AIM OF THE TASK
Which lines below contain the word "white"? Gather every one of them, copied in full.

══ RAW DATA ══

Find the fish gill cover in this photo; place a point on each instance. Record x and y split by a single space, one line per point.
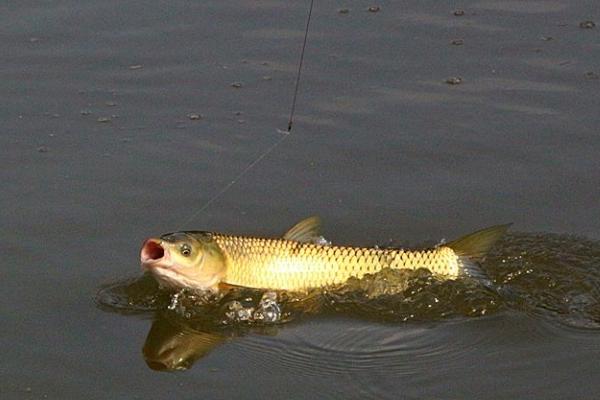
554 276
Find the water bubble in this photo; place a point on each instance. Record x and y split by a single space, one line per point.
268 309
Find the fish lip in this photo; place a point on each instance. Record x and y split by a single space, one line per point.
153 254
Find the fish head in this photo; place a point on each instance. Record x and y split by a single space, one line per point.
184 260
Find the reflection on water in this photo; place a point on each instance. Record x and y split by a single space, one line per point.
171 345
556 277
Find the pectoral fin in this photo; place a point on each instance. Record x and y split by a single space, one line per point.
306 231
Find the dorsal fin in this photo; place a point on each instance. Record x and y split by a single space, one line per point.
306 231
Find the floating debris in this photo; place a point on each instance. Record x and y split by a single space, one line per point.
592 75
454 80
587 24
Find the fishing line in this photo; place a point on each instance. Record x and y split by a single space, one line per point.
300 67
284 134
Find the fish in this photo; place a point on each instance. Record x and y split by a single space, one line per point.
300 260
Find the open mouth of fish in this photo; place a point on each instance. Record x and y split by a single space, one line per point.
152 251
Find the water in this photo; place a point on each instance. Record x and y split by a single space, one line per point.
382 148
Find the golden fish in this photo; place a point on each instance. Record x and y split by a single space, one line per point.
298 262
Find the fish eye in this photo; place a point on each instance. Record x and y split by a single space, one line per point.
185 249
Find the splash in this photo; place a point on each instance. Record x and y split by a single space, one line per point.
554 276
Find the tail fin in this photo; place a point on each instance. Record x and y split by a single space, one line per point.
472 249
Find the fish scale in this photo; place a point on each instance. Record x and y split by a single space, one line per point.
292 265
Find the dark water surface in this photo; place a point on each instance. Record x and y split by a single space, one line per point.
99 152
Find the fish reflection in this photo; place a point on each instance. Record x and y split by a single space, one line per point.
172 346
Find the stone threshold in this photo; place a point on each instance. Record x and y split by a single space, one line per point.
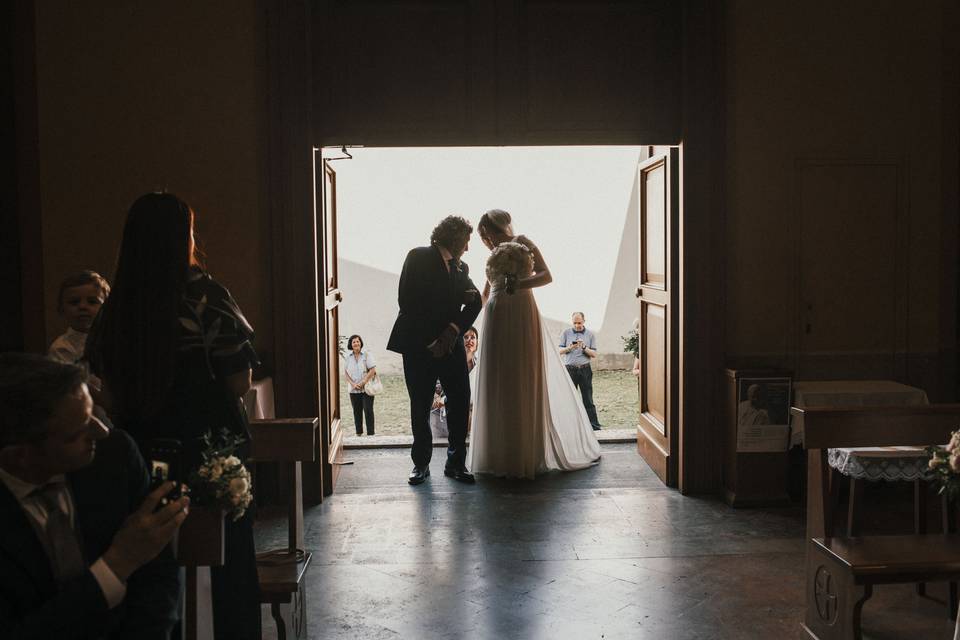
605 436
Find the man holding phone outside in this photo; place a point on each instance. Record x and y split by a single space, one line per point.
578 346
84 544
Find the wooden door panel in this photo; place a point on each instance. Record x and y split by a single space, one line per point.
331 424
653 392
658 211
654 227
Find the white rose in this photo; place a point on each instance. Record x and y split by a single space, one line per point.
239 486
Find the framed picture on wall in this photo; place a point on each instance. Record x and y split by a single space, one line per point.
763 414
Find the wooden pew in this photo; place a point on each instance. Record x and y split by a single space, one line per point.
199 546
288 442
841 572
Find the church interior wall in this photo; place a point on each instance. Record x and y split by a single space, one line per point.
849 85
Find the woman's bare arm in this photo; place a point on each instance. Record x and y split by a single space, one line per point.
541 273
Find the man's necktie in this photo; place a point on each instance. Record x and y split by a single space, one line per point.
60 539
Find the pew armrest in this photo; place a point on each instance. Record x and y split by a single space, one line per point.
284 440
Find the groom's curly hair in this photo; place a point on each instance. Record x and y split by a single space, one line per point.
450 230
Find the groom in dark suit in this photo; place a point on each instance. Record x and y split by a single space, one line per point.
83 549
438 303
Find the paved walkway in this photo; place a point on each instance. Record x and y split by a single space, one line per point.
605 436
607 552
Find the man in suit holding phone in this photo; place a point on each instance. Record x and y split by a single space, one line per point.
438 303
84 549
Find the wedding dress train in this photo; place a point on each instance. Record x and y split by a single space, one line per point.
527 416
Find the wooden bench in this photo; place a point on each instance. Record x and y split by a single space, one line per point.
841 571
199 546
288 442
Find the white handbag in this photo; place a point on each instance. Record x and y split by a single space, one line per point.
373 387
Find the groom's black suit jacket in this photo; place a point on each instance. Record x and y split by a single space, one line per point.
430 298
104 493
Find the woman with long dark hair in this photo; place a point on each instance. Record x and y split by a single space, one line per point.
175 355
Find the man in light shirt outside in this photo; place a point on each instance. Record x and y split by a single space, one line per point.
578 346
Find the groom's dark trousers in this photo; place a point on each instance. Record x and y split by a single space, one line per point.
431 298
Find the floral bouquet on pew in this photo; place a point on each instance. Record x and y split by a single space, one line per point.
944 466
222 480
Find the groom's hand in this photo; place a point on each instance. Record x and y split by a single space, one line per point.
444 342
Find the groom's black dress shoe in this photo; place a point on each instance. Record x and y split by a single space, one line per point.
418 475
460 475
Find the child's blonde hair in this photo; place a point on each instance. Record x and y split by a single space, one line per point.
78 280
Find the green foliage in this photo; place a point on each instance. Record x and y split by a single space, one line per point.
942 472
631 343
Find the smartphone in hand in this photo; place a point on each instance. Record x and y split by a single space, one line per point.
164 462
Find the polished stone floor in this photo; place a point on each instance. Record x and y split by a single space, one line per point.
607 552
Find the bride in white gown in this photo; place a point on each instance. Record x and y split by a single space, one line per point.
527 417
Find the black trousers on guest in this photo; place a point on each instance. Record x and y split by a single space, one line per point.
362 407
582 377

═══
══ RAW DATA ══

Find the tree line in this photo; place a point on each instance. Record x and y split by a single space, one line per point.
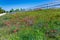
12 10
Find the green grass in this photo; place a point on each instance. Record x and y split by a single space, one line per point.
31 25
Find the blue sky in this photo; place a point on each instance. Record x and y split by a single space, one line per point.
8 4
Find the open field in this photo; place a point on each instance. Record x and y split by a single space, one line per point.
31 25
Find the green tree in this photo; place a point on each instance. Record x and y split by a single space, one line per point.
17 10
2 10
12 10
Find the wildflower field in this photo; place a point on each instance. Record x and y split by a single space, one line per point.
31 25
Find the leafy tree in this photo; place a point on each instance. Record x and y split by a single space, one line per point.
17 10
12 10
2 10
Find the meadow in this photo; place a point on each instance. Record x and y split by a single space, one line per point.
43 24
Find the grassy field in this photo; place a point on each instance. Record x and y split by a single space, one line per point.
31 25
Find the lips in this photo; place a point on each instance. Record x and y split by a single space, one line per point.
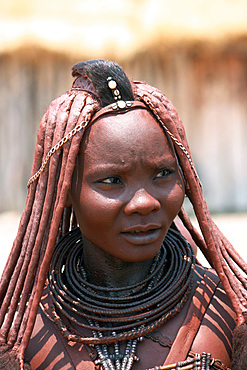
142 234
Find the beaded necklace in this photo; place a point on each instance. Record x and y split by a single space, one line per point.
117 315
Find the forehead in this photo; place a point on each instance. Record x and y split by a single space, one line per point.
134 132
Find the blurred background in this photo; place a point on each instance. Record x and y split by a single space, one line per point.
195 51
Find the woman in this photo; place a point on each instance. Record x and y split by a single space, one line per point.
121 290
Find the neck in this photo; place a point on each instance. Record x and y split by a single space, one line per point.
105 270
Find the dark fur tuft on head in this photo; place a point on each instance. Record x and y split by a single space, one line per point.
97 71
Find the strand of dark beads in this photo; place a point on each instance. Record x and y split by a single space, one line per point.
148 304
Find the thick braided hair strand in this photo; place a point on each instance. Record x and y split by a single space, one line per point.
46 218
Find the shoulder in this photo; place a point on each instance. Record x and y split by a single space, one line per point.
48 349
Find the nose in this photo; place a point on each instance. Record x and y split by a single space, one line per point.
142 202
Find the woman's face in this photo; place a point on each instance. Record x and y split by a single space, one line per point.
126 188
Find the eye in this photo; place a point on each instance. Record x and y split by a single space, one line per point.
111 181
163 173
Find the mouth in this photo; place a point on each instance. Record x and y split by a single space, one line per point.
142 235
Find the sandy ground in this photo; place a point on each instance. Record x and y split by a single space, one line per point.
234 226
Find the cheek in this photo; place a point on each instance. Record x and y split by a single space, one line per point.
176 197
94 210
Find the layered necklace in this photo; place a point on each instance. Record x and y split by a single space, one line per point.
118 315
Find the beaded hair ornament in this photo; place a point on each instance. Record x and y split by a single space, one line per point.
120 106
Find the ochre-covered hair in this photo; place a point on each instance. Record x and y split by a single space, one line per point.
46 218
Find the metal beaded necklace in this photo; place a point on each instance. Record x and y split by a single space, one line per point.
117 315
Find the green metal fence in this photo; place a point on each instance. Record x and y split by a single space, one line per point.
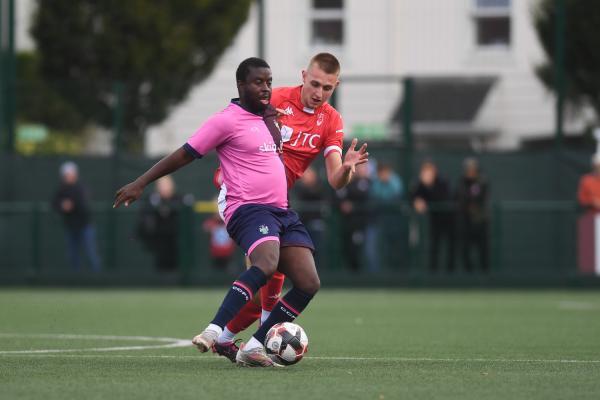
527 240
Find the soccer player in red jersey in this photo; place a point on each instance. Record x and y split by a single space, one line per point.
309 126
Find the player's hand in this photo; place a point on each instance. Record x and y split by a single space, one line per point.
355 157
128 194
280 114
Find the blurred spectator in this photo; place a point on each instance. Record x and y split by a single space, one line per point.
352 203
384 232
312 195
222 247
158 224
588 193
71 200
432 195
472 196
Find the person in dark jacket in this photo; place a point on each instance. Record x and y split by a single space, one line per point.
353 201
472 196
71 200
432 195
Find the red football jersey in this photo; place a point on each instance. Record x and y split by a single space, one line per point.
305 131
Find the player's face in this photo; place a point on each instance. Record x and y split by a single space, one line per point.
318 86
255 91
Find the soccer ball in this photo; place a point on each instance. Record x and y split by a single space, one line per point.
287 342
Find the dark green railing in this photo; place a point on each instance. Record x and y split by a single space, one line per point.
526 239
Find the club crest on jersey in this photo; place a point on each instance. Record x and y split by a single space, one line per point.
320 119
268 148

═══
══ RAW DATA ══

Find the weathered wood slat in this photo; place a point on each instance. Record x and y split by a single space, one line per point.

═══

COMPLETE ANSWER
Find the white rose in this photo; place a point on each instance. Record x and y split by a single space, one line per point.
Find the white handbag in this photo; place a point on each instance. Record x and y split by a single space, one line per point.
Find the bride in white gown in this photo; place a point on each instance. Record x and y split by a single space, one line per point.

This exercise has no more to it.